— Data records —
***
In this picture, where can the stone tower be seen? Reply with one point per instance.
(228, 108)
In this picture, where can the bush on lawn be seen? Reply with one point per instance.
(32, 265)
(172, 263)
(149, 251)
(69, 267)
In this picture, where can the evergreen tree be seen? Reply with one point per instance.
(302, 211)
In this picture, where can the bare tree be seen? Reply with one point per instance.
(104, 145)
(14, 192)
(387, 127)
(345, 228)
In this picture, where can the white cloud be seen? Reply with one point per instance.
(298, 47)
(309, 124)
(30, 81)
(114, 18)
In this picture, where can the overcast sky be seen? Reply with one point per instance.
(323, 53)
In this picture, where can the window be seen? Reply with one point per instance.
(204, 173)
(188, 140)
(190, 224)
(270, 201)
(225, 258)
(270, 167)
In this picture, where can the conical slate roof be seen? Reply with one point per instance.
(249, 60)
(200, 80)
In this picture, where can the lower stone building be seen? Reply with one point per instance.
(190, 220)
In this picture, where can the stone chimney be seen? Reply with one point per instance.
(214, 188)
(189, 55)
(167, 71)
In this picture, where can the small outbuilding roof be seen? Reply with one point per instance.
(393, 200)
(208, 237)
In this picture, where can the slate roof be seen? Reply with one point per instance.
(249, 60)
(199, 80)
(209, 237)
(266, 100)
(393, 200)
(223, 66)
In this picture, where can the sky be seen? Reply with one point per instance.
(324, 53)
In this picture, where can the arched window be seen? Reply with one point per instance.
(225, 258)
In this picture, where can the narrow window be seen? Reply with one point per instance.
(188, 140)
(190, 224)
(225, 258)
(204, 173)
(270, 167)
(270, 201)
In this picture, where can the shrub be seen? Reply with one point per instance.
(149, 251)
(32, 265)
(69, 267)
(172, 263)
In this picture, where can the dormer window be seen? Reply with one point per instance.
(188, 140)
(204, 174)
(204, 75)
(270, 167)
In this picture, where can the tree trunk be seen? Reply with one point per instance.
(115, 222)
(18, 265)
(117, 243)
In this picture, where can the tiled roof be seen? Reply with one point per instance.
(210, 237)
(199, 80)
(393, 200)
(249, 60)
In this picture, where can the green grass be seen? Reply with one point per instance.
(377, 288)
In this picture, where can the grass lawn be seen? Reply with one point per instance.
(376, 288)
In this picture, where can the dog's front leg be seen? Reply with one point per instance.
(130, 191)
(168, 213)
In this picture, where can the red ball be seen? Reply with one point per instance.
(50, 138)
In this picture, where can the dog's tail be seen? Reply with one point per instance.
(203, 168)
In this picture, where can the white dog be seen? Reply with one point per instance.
***
Print all the data above word for word.

In this picture, where can the stone tower be seen? Reply with one point per instance.
(228, 108)
In this picture, where can the bush on lawn be seen? Reply with one point per instance.
(32, 265)
(172, 263)
(149, 251)
(69, 267)
In this picture, where can the evergreen tree be seen? Reply with one point per instance.
(302, 211)
In this picture, where can the bare tree be seen? Reply with one point per instance.
(104, 145)
(14, 192)
(387, 127)
(345, 228)
In this picture, where can the white cloud be seen? Reply with one point per instance.
(298, 47)
(309, 124)
(30, 81)
(114, 18)
In this picture, where can the overcast sky be seen? Reply with one point per instance.
(323, 53)
In this picture, where can the window be seen? Reply with one point per instance.
(204, 173)
(188, 140)
(190, 224)
(270, 201)
(225, 258)
(270, 167)
In this picture, where can the conical slate roof be seen? Reply with one point per instance.
(249, 60)
(200, 80)
In this picture, where can the lower stone building be seen? Reply with one point per instance.
(190, 220)
In this picture, where can the stone chimney be seen? Reply with one point per instance.
(214, 188)
(189, 55)
(167, 71)
In this picture, where can the small outbuilding roof be seen? Reply with one point per instance.
(393, 200)
(208, 237)
In this picture, where can the slate roof be seen? Reply with one point per instance.
(249, 60)
(199, 80)
(209, 237)
(266, 100)
(393, 200)
(223, 66)
In this picture, where can the sky be seen? Reply with one point per instance.
(324, 53)
In this picture, where can the arched window be seen? Reply with one point per instance.
(225, 258)
In this picture, where can the narrow window be seen? Reply with one point per instance.
(188, 140)
(190, 224)
(225, 258)
(204, 173)
(270, 167)
(270, 201)
In this picture, where can the shrub be seen? Reply with one point per instance.
(149, 251)
(32, 265)
(69, 267)
(172, 263)
In this picture, where can the dormer window be seen? Reply with one point per instance.
(188, 140)
(204, 174)
(204, 75)
(270, 167)
In this picture, where can the tree trunk be seen? Reply with one point per instance.
(115, 222)
(18, 265)
(117, 243)
In this picture, where can the tiled roof be seen? Reply with one point per instance.
(210, 237)
(199, 80)
(393, 200)
(249, 60)
In this picture, where can the green grass be seen? Reply with one point per instance.
(377, 288)
In this picture, where can the grass lawn be seen? Reply with one point per instance.
(376, 288)
In this picture, where can the dog's front leg be seen? Reply with one point per instance.
(130, 191)
(168, 213)
In this picture, where can the red ball be seen? Reply with one point per instance.
(50, 138)
In this picture, where can the dog's tail be seen? Reply with one point per instance.
(203, 168)
In this picture, where can the white dog be seen? Reply with one point per instance.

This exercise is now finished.